* Start *

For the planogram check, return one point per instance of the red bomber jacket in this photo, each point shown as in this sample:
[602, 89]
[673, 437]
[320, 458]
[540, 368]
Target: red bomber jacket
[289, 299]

* End *

Turn the entries above into a Markdown table with the columns Row and Line, one numbered row per line, leaving out blank lines.

| Row | Line |
|---|---|
| 1 | For the planogram check, return one point per instance of the red bomber jacket in this photo, each point shown as in this sample: |
| 2 | [602, 89] |
| 3 | [673, 437] |
| 4 | [320, 458] |
| 5 | [540, 368] |
| 6 | Target: red bomber jacket |
| 7 | [289, 299] |